▶ [CHALLENGE] Copy the listing below verbatim, from its first line through the line containing "pixel 124 85", including both of those lines.

▶ [DATASET RECORDS]
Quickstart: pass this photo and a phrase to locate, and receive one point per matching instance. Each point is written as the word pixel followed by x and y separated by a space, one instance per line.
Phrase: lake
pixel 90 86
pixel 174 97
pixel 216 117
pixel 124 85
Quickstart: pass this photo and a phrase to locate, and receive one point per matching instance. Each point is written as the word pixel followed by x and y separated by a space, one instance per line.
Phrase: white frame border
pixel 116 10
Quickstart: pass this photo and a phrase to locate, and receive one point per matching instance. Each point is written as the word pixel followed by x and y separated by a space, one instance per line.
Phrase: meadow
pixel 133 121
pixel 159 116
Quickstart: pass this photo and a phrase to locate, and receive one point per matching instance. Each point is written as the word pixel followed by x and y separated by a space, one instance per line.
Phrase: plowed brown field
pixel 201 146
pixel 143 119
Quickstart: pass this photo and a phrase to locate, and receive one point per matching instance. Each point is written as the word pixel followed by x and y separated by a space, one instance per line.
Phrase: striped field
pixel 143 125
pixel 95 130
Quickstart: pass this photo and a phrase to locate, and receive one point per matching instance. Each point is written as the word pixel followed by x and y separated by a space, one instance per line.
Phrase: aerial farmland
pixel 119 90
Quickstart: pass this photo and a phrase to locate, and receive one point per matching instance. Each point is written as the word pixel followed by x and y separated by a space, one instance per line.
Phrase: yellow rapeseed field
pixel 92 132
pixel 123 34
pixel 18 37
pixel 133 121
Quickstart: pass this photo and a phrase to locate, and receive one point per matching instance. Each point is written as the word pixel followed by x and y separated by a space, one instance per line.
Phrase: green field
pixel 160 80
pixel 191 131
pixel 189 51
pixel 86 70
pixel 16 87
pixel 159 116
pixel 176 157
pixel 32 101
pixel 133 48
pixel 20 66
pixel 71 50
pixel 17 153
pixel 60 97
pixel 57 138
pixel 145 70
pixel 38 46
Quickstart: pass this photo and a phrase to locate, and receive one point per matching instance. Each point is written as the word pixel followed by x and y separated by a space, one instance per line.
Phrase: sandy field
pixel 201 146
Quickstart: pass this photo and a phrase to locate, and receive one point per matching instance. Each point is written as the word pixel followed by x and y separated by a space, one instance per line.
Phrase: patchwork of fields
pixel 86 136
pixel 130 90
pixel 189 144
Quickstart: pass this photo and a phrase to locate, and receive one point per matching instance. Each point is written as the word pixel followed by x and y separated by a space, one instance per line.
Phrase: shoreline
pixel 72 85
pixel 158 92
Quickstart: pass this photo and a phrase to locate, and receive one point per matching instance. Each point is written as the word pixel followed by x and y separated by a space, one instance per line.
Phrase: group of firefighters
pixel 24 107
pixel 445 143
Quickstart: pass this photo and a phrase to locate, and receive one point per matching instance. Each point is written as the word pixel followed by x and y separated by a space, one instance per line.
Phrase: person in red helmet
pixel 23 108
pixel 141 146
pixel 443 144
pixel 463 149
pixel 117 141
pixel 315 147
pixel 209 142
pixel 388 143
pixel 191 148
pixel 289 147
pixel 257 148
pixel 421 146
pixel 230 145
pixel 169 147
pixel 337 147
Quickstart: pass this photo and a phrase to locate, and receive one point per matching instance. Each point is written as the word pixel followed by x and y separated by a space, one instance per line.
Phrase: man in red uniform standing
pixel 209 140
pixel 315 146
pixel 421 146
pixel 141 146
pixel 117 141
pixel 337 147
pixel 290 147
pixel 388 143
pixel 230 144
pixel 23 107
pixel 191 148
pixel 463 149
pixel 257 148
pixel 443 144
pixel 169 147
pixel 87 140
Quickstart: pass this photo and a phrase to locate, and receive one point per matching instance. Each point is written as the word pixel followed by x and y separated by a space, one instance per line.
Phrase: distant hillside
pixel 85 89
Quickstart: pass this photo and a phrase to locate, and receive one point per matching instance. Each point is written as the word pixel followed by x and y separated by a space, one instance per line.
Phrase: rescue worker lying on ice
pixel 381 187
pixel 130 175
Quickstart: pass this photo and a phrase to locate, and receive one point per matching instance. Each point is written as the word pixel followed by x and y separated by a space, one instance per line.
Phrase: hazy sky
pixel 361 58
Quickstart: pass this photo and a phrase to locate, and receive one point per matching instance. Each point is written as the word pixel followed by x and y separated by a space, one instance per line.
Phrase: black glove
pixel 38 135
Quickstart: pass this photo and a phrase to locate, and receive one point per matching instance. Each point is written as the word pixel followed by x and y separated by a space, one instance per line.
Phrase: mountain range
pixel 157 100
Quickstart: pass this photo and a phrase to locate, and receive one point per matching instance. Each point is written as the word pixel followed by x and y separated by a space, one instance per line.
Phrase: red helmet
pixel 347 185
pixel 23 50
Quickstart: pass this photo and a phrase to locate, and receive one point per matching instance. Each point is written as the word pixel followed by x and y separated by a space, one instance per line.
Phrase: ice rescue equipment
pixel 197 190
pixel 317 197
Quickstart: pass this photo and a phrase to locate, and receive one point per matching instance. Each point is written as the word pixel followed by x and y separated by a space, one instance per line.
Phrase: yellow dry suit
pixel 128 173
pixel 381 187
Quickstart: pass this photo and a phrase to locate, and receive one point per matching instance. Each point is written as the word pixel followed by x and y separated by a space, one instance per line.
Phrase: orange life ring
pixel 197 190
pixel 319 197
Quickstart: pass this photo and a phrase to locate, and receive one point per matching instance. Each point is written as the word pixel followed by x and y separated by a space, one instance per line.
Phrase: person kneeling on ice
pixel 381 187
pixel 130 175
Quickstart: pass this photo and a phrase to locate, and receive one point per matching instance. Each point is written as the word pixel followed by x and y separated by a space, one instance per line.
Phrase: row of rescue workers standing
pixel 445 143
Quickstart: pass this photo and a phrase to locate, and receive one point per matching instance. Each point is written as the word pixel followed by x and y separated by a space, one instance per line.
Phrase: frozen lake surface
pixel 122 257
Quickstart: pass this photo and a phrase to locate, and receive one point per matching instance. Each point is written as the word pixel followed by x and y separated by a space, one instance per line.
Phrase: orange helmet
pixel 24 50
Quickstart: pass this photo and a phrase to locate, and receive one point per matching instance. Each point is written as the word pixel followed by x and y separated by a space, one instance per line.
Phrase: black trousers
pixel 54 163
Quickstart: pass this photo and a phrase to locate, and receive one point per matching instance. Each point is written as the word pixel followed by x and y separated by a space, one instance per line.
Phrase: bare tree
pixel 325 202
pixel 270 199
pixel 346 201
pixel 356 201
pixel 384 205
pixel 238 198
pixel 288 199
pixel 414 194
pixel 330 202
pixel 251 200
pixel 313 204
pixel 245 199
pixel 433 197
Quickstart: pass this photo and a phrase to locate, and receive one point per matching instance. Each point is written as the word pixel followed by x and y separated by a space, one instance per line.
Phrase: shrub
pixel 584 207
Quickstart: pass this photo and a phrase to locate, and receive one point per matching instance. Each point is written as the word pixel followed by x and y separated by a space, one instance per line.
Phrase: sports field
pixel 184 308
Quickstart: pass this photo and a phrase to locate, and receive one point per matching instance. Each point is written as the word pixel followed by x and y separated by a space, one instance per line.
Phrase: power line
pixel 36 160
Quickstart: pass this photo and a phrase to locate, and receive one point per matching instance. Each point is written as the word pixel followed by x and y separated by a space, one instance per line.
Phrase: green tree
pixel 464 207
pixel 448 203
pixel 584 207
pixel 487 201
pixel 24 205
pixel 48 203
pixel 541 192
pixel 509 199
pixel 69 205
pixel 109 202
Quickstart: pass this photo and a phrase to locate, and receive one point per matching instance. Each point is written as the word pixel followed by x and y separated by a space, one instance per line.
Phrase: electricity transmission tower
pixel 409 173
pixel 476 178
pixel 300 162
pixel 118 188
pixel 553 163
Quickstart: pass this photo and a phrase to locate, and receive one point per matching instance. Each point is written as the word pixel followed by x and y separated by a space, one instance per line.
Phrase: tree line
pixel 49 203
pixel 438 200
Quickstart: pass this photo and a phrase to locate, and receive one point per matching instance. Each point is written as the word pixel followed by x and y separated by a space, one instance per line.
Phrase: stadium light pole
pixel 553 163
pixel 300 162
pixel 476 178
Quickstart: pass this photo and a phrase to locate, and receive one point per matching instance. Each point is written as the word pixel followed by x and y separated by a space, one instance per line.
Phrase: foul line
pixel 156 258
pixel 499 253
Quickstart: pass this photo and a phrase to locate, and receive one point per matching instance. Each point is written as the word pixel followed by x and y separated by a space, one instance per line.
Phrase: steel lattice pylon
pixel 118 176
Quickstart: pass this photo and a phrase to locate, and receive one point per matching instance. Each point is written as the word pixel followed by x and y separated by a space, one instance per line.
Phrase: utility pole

▶ [OUTPUT FOR THIS TASK]
Quickstart: pass this photo and a phrase to locate, and receive one point per matching instance. Each point is written as the word pixel followed by x and y separated by a space, one instance per line.
Phrase: lake
pixel 90 86
pixel 174 97
pixel 216 117
pixel 124 85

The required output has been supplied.